Exercise aim: Copy the listing below in full and skip every picture.

--- Start Supplied entries ---

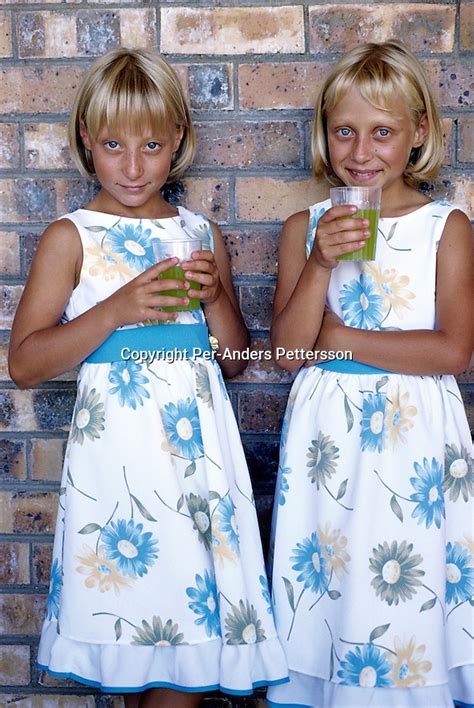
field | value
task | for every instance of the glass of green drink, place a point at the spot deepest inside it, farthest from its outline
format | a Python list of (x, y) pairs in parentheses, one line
[(182, 250), (367, 201)]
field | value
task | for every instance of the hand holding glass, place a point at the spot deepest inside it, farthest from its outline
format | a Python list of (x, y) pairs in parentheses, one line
[(367, 201), (181, 250)]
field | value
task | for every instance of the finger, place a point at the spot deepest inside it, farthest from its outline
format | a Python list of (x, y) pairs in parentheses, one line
[(337, 212), (160, 267)]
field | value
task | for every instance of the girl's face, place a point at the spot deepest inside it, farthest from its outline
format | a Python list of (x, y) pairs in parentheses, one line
[(369, 146), (133, 167)]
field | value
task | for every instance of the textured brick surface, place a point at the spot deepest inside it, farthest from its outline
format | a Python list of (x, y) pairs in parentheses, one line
[(5, 34), (46, 146), (14, 665), (9, 253), (9, 148), (251, 72), (14, 563), (47, 459), (424, 27), (249, 144), (232, 30)]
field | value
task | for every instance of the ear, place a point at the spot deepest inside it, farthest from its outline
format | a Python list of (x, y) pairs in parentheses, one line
[(85, 136), (179, 137), (421, 132)]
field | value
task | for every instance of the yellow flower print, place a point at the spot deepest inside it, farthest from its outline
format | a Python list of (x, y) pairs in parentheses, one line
[(101, 261), (398, 417), (333, 549), (220, 548), (408, 667), (392, 287), (101, 573)]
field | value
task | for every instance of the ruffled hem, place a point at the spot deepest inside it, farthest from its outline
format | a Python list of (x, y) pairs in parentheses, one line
[(304, 691), (212, 666)]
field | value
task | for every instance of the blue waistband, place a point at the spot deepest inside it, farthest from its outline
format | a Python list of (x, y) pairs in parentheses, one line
[(189, 340), (349, 366)]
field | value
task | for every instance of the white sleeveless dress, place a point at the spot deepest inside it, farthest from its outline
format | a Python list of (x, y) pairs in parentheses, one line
[(373, 575), (158, 576)]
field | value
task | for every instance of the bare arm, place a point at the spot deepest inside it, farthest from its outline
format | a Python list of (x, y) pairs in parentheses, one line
[(302, 284), (447, 349), (41, 348), (220, 304)]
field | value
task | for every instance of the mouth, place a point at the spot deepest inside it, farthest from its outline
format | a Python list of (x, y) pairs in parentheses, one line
[(363, 175)]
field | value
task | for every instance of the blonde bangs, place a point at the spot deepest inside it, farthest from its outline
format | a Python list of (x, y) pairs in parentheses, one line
[(380, 72), (133, 90)]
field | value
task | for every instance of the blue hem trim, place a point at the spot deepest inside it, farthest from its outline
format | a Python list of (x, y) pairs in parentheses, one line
[(161, 684), (349, 366)]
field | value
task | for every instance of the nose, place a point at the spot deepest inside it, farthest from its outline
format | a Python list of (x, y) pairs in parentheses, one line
[(132, 166), (361, 149)]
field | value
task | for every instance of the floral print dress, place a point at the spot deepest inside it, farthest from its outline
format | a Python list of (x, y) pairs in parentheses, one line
[(158, 576), (373, 575)]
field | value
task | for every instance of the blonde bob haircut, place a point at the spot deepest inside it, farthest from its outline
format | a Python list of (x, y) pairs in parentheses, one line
[(381, 71), (133, 88)]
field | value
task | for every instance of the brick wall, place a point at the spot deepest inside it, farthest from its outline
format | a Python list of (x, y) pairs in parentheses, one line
[(252, 70)]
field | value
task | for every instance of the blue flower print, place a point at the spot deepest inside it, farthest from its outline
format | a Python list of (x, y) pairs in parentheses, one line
[(133, 244), (360, 304), (366, 667), (309, 559), (205, 603), (181, 423), (372, 435), (128, 383), (459, 574), (55, 584), (227, 523), (429, 494), (266, 592), (133, 550)]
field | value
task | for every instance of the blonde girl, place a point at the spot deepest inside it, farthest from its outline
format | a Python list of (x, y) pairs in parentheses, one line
[(373, 571)]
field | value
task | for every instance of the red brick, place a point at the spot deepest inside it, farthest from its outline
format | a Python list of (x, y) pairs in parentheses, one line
[(23, 512), (6, 34), (47, 459), (285, 85), (466, 24), (14, 665), (14, 563), (21, 614), (232, 30), (208, 195), (46, 146), (9, 152), (253, 251), (267, 199), (249, 144), (9, 253), (424, 27), (12, 459), (261, 411), (465, 142), (29, 89)]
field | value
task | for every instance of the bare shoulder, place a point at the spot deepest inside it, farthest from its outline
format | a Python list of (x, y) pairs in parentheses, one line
[(457, 231)]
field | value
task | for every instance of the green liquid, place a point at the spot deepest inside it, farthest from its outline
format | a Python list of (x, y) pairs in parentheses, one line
[(177, 273), (367, 252)]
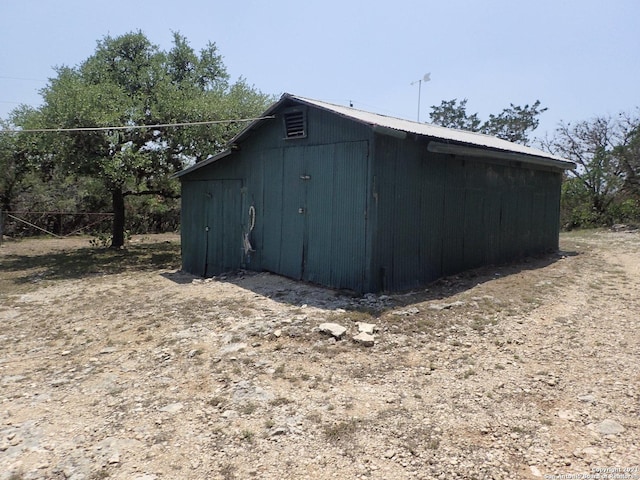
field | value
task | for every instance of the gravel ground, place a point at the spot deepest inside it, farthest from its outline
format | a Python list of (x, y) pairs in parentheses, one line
[(142, 372)]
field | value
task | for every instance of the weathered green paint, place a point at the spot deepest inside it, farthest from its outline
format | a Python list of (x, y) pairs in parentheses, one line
[(212, 230), (353, 207)]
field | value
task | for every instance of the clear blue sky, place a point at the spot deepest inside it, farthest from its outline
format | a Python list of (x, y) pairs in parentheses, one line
[(581, 58)]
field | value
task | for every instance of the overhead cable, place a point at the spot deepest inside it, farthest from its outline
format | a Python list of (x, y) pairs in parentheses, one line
[(135, 127)]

--- End Supplied entries ---

Exercise output:
field | value
task | for every instance of the glass of green drink, place a point at the spot deepest inside it, farthest from its outline
format | a Python list of (x, y) pairs in parentheses, one line
[(182, 250), (367, 201)]
field | value
task | for every instance of the hand holding glass, place a point at the spot deepest inside it, farthest from its outline
format | a Python list of (x, y) pairs in parentheses, one line
[(367, 201), (181, 250)]
field | value
task | for every instance of the finger, place a point at the spot deepest inside it, farthest from its outline
format | a Python list of (x, y) pairs in parentheses, one line
[(337, 212), (160, 267)]
field | value
task | for every instance of the girl's face, place a point at the spot deepest inside it, farthest from its outline
format | a Python list of (x, y) pairs in parentheses, one line
[(369, 146), (133, 167)]
field | value
task | for every instance of the textured brick surface, place a point at the spot deepest inside it, farthest from its outline
format | a Python list of (x, y) pairs in parentheses, one line
[(5, 34), (46, 146), (14, 665), (9, 253), (9, 148), (251, 72), (14, 563), (47, 459), (424, 27), (249, 144), (232, 30)]
field | value
task | for every instance of the ear, place a point at the spot deepest inside it, farthest from its outline
format | a Python list of (x, y) pairs in parentheses, one line
[(85, 136), (179, 137), (421, 132)]
field | value
task | for every instance of the yellow flower print, place a point at the spot deepest inside it, farthest from its outline
format | a Python list of (x, y) pairs in parentheses, one line
[(101, 261), (398, 417), (333, 549), (220, 548), (408, 667), (392, 287), (101, 573)]
field | value
task | for every instance of the ruffled hem, place a point at the spot deepest inside it, farthest from its outline
format | a Python list of (x, y) pairs in parentheses, one line
[(304, 691), (212, 666)]
field | value
task | for every instance of the blue waistband, place a point at the spot deepest inside it, farthest from its outline
format | a Python list of (x, y) pairs in parentheses, one line
[(189, 340), (349, 366)]
field | value
task | for every instance of the white sleeveless dress, place a point at the spot deepest inside it, farthest from its outline
format | a Python list of (x, y) pairs in parentheses, one line
[(373, 575), (158, 576)]
field | value
task | for every instance of the bare arm, place a point at the spot deepest inside it, farthest from its outline
format | a Python list of (x, y) pairs in parentheses, one line
[(302, 284), (447, 349), (41, 348), (220, 304)]
field | value
task | for every instance of the mouth, place a point at the spot deepest inside it, farthest from its outline
format | a Python list of (x, y) pairs in parentheses, one line
[(363, 175)]
field | value
task | for every instance of the blonde bangs, place a point at the spot deepest inside it, farthest from its outline
format | a Python list of (x, y) pairs in parentheses, one line
[(380, 72), (133, 90)]
field | value
task | for every instance of the blue hem trim, place a point at the spot deepest inside it, farthest from its outline
format | a Python list of (x, y) pairs in parentheses, one line
[(161, 684), (349, 366)]
field | value
task | for every instance of the nose, place a point at the spot deepest inside it, farthest from its outline
format | a Python list of (x, y) pairs in parentheses, one line
[(132, 166), (361, 149)]
field | value
task | for every instance of the floral print dress, place a point at the spot deepest inside it, farthest from its outline
format | a Python list of (x, y) pairs in parentheses, one line
[(158, 576), (373, 575)]
field | value
task | for every instance of the blonde bob haircut, place a point at the spot deepest inside it, farthest from its outline
format | a Python list of (x, y) pairs in parentheses, one line
[(381, 71), (133, 88)]
field | value
task | for every instance of the brick wall, place a point at the spot deepest inside it, farthest from its outline
format | a Python list of (x, y) pairs in parentheses, one line
[(252, 70)]
field | value
task | for every instance of the blue flower print, place a point at the spot deepest inside it, farthest from its outline
format | a Python list of (x, y) pairs in parentheses, one line
[(133, 244), (360, 304), (366, 667), (309, 559), (205, 603), (181, 423), (372, 435), (128, 383), (459, 574), (55, 584), (227, 523), (429, 494), (266, 592), (133, 550)]
field | value
task | for every instance of the blonde girl, place a point at the spot deepest inside it, farthest from its outline
format | a Python list of (x, y) pairs in parentheses, one line
[(373, 571)]
field | value
task | for every instance of the red brick, place a point at the spot deepest inside it, farthest from its outline
format | a Python list of (x, y) pairs in parentheses, one line
[(23, 512), (6, 34), (47, 459), (285, 85), (466, 24), (14, 665), (14, 563), (21, 614), (232, 30), (208, 195), (46, 146), (9, 152), (253, 251), (267, 199), (249, 144), (9, 253), (424, 27), (12, 459), (261, 411), (465, 142), (29, 89)]
field | value
task | for every instance of the bare shoulder, place a point at the spot deepest inside it, farthest from its outline
format | a Python list of (x, y) pairs in parentheses, one line
[(457, 231)]
field | value
task | for every instance of the green liquid, place a point at the spot deepest inside it, farthest from its outline
format | a Python list of (x, y) pairs in parentheses, one line
[(177, 273), (367, 252)]
field | value
task | for every instance of the gravel ground, place a point at the spot deepest inside it, farthest from its outline
format | a Python list of (x, y) pairs in parentheses, one line
[(142, 372)]
field | value
task | for every instance of the weathered green paint, place a point at the spot deepest inside it, farthest from its outline
format | a Python list of (x, y) pairs in parentheses, one line
[(212, 230), (353, 207)]
field | value
task | for every instance of the clear blue sky, place a point at the spot deepest inside it, farthest from its outline
format | a Python list of (x, y) pairs in parentheses, one line
[(581, 58)]
field | value
task | for every instance of the overhead cable, place a point at the spot deepest inside it, farthest from its outline
format | a Python list of (x, y) pairs in parentheses, one line
[(135, 127)]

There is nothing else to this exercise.